*** Opening of Records for this exercise ***

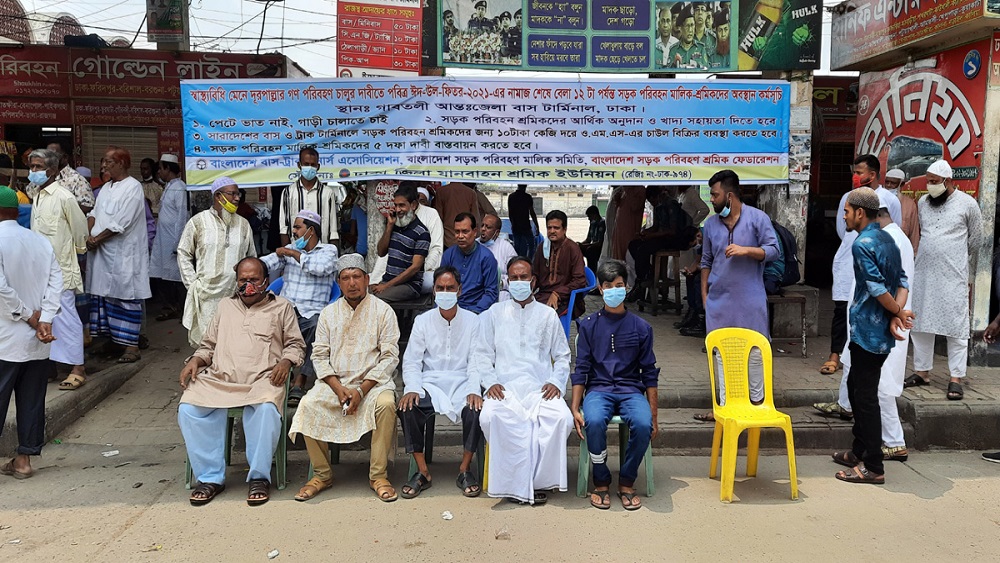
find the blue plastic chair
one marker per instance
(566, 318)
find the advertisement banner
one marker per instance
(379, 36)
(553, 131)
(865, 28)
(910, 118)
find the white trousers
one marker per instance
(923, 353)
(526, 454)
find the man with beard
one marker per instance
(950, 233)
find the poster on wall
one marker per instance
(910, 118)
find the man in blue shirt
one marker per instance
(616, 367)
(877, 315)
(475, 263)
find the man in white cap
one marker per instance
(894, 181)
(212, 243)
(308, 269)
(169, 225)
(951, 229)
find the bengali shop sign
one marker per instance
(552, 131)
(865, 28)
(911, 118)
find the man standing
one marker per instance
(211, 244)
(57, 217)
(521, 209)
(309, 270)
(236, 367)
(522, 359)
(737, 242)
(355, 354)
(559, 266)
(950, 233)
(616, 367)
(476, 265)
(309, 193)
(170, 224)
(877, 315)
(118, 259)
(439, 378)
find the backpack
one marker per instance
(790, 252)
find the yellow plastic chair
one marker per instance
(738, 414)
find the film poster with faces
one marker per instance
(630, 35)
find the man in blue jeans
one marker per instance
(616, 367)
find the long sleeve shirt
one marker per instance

*** Close of Records for this exercise ***

Copy each line of the records above that carries the word "plastic".

find the blue plastic chair
find the yellow plastic chair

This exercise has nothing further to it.